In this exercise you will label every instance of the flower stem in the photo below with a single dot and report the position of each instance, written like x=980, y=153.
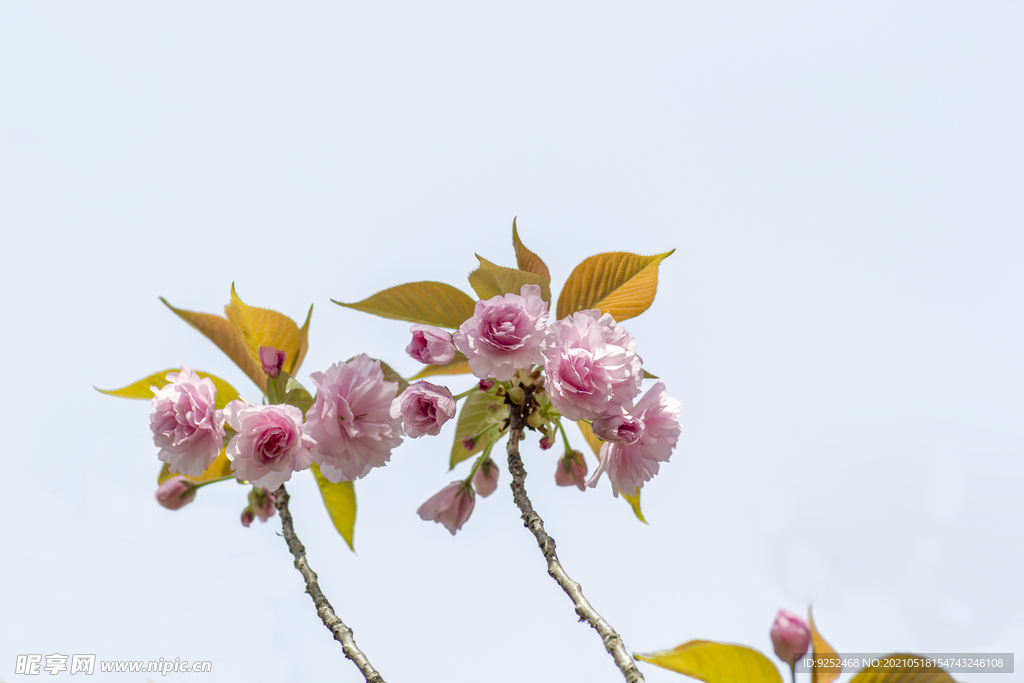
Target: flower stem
x=334, y=624
x=531, y=520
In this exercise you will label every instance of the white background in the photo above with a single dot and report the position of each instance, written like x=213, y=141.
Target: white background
x=842, y=318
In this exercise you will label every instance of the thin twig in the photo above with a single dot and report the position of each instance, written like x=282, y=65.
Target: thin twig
x=341, y=632
x=532, y=521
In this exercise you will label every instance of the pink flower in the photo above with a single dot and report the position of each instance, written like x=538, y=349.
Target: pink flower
x=451, y=506
x=185, y=422
x=430, y=345
x=591, y=366
x=505, y=334
x=175, y=493
x=269, y=444
x=485, y=479
x=271, y=359
x=351, y=419
x=630, y=465
x=571, y=470
x=424, y=408
x=791, y=636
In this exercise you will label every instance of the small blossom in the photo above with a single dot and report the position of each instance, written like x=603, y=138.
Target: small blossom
x=175, y=493
x=591, y=366
x=351, y=419
x=185, y=423
x=269, y=443
x=505, y=334
x=271, y=359
x=571, y=470
x=630, y=465
x=619, y=428
x=451, y=506
x=423, y=408
x=430, y=345
x=485, y=479
x=791, y=636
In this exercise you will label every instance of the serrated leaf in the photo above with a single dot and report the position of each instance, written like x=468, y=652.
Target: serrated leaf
x=339, y=499
x=716, y=663
x=459, y=366
x=903, y=674
x=426, y=303
x=491, y=281
x=221, y=332
x=527, y=260
x=218, y=469
x=262, y=327
x=821, y=648
x=140, y=390
x=473, y=418
x=616, y=283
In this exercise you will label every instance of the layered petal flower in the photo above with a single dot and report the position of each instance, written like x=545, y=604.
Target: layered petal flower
x=423, y=408
x=452, y=506
x=591, y=366
x=269, y=444
x=185, y=423
x=505, y=334
x=431, y=345
x=630, y=465
x=351, y=419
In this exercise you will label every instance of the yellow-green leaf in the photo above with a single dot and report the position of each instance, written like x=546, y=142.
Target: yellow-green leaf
x=459, y=366
x=339, y=499
x=473, y=419
x=616, y=283
x=219, y=469
x=913, y=671
x=221, y=332
x=426, y=303
x=821, y=649
x=262, y=327
x=716, y=663
x=491, y=281
x=527, y=260
x=141, y=389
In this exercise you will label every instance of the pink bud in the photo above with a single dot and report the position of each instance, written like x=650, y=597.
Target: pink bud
x=791, y=636
x=175, y=493
x=485, y=479
x=451, y=506
x=430, y=345
x=271, y=359
x=571, y=470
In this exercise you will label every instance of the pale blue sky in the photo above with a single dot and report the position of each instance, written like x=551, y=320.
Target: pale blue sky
x=842, y=319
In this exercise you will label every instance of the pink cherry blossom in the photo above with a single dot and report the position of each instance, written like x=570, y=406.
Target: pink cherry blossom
x=424, y=408
x=185, y=422
x=430, y=345
x=271, y=359
x=571, y=470
x=505, y=334
x=791, y=636
x=351, y=419
x=451, y=506
x=591, y=366
x=485, y=479
x=175, y=493
x=269, y=444
x=630, y=465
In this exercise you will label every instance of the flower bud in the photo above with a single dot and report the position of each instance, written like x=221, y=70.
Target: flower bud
x=571, y=470
x=271, y=359
x=175, y=493
x=485, y=479
x=791, y=636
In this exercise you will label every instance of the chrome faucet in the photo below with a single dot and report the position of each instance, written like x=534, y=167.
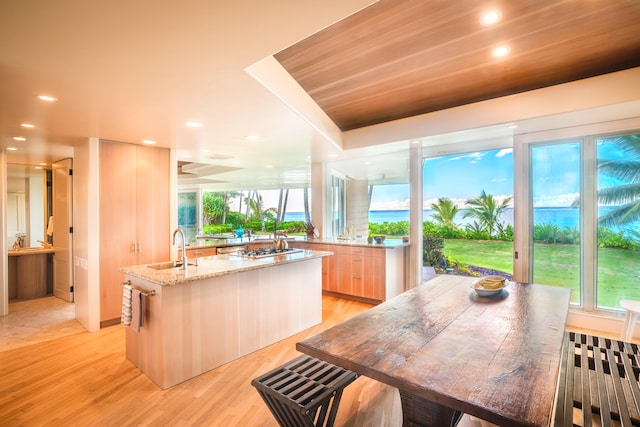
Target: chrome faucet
x=184, y=246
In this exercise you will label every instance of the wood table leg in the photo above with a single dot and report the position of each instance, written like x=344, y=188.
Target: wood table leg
x=417, y=411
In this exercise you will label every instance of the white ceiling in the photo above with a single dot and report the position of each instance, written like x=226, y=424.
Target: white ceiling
x=128, y=71
x=132, y=70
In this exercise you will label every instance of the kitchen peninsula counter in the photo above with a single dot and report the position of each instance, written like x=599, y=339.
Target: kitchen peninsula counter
x=215, y=266
x=369, y=272
x=222, y=309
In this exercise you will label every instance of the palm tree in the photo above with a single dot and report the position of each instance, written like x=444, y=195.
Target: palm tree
x=626, y=196
x=307, y=212
x=487, y=210
x=446, y=211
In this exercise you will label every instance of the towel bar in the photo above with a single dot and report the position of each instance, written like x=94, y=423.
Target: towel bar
x=145, y=293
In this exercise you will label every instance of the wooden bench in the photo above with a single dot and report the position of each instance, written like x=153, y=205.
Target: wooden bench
x=598, y=382
x=304, y=392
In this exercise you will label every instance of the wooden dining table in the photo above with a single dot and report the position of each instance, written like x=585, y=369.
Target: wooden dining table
x=449, y=351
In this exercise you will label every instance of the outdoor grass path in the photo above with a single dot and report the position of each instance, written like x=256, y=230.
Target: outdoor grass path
x=558, y=265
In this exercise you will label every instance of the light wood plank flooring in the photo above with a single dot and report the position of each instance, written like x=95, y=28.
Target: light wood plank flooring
x=67, y=377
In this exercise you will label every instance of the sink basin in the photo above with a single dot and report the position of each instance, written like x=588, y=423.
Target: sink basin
x=165, y=265
x=168, y=264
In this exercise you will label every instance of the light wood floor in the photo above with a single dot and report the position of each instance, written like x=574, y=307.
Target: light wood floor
x=68, y=377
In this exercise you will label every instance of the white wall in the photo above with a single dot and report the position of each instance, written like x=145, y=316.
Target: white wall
x=86, y=236
x=4, y=256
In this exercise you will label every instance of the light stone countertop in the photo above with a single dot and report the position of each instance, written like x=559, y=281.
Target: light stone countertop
x=387, y=244
x=214, y=266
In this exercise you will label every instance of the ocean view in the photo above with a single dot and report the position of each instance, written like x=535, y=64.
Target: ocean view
x=560, y=216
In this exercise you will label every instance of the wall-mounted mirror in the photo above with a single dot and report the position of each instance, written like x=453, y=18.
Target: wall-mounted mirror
x=28, y=204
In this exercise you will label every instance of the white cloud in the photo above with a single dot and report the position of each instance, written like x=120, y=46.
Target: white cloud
x=558, y=200
x=390, y=205
x=504, y=152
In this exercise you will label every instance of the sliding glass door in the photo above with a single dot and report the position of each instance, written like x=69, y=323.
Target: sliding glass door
x=585, y=218
x=555, y=189
x=618, y=260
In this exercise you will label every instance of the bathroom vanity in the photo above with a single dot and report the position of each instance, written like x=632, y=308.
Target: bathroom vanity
x=30, y=273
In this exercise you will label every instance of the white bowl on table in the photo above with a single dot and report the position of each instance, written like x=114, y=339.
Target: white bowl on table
x=489, y=286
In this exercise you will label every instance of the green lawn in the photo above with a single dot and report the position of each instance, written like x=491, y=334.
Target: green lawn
x=558, y=265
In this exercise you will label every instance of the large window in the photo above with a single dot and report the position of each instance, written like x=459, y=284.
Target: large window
x=584, y=217
x=555, y=189
x=467, y=202
x=188, y=214
x=338, y=205
x=618, y=166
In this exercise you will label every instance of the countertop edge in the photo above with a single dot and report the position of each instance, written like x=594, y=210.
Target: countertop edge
x=215, y=266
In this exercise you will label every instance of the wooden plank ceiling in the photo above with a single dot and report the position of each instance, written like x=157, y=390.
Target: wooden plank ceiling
x=400, y=58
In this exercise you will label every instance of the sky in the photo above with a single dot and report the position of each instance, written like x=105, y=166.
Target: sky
x=555, y=178
x=458, y=177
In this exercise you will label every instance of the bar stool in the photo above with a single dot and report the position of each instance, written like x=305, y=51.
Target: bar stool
x=633, y=310
x=304, y=392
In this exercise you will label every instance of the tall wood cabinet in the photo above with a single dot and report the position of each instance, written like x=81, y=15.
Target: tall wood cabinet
x=362, y=272
x=134, y=216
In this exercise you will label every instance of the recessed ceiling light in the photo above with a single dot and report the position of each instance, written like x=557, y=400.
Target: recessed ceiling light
x=490, y=17
x=47, y=98
x=501, y=51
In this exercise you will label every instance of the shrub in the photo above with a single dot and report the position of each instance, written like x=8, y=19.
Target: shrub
x=432, y=255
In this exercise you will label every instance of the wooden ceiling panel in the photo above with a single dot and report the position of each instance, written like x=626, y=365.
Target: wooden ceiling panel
x=400, y=58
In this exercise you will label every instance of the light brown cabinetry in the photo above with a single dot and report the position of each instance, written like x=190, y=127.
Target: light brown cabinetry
x=361, y=272
x=134, y=216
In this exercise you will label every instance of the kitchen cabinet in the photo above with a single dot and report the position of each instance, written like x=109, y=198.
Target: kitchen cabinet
x=362, y=272
x=134, y=216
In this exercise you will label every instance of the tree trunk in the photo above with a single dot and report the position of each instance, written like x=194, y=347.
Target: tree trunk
x=259, y=207
x=246, y=215
x=279, y=211
x=225, y=197
x=307, y=214
x=284, y=204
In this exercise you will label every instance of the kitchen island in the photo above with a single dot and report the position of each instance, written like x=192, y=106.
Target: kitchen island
x=227, y=306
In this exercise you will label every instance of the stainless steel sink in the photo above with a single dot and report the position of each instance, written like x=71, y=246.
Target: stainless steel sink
x=166, y=265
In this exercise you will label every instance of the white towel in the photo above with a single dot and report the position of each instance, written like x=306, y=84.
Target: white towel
x=136, y=310
x=126, y=305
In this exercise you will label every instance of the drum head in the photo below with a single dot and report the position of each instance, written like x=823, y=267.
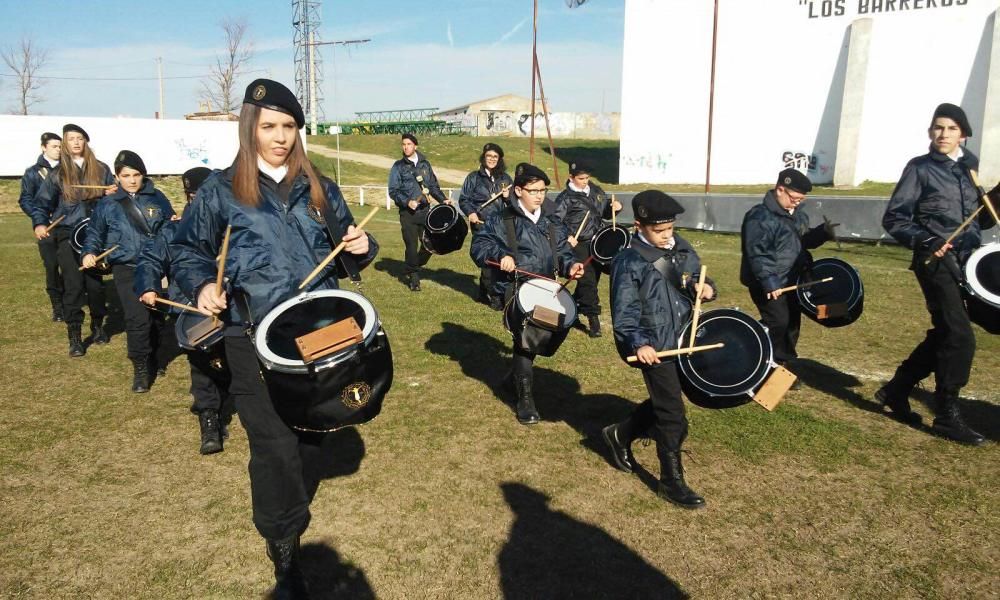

##########

→ What you should do: Would you report every line of the entries above containing the word "below"?

→ Task result:
In this exercise you will label every instance of the flower stem in the photo below with a single dot and report the position of each instance, written like x=980, y=153.
In this exercise you will label every instance of the chrome faucet in the photo below with a single dot and report the position of each instance, written like x=534, y=167.
In this exercise you will label every instance of the drum head in the photo below with a single dot and report the position of each instance, written like x=823, y=267.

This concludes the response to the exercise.